#### Отрывок ####

Все его существование было обвеяно элегией. Усадьба его, расположенная среди дивной красоты парка при слиянии двух рек — Вороны и Панды, окаймленных лесистыми, высокими холмами с вековыми елями и соснами, представляла собою чудный оазис среди черноземной пустыни. Вся красота местности и, конечно, все леса сосредоточиваются исключительно в долинах рек. А чуть-чуть дальше прямые, ровные и безнадежно однообразный лиши черноземных полей. Среди этой бесконечной плоскости русской равнины он сам такая же аномалия, как его дивный парк и прелестная усадьба. Как мог зародиться среди этих ровных полей этот «сам из себя развивающийся» возвышенный идеализм русского западника!

На высоком холме недалеко от церкви высился его уютный, симпатичный, поместительный, но, увы, почти пустой дом; в нем тоже все было обвеяно воспоминаниями о прошлом, когда Кирсановский уезд был полон людьми еще пушкинской эпохи. Борис Николаевич любил вспоминать про этих людей. Нетрудно понять, какую огромную роль играют воспоминания в жизни, лишенной настоящего. Неудивительно, что мемуары покойного мыслителя, к сожалению, большей частью еще не изданные, составляют самое яркое, привлекательное и художественное изо всего, что он написал. В них чувствуется та горячность сердца, которая, разумеется, не могла проявиться в его ученых трудах, тот духовный аристократизм, который так резко контрастирует с вульгарным стилем современности. В этом противупоставлении прошлого настоящему все время чувствуется нота, так прекрасно передаваемая лермонтовскими стихами: [125]

Да, были люди в наше время,

Не то, что нынешнее племя,

Богатыри, не вы ...

#### Предоставленные записи ####

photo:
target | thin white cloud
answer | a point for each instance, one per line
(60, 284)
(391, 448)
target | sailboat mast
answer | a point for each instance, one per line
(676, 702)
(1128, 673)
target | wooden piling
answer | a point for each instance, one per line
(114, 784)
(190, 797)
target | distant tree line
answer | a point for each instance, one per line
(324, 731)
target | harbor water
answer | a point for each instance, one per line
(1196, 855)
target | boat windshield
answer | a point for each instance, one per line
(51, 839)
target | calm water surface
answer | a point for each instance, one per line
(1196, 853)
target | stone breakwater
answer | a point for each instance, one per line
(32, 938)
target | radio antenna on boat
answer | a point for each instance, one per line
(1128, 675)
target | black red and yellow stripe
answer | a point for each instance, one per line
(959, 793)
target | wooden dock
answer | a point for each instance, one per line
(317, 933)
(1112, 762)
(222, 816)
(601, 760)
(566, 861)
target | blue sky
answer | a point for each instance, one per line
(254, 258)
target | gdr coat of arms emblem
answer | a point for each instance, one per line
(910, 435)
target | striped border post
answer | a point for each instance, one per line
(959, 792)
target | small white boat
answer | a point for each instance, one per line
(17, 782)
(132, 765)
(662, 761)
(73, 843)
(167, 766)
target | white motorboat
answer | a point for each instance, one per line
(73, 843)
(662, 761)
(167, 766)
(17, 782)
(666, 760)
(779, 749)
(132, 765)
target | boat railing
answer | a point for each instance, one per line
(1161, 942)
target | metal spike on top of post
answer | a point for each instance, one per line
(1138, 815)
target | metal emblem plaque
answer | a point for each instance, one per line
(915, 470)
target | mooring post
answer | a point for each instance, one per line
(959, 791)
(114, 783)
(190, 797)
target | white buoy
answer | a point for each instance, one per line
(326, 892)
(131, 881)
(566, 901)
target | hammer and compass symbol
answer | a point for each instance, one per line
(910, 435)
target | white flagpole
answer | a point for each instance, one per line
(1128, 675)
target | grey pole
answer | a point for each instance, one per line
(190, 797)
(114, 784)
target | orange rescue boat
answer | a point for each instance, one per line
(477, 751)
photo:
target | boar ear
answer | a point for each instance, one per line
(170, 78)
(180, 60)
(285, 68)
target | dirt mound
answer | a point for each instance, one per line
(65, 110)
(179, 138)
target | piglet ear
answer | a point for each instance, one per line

####

**Задание**
Скопируйте из отрывка об усадьбе фрагмент от слов «Все его существование» до слов «идеализм русского западника!» без изменений.

**Решение задания**
Все его существование было обвеяно элегией. Усадьба его, расположенная среди дивной красоты парка при слиянии двух рек — Вороны и Панды, окаймленных лесистыми, высокими холмами с вековыми елями и соснами, представляла собою чудный оазис среди черноземной пустыни. Вся красота местности и, конечно, все леса сосредоточиваются исключительно в долинах рек. А чуть-чуть дальше прямые, ровные и безнадежно однообразный лиши черноземных полей. Среди этой бесконечной плоскости русской равнины он сам такая же аномалия, как его дивный парк и прелестная усадьба. Как мог зародиться среди этих ровных полей этот «сам из себя развивающийся» возвышенный идеализм русского западника!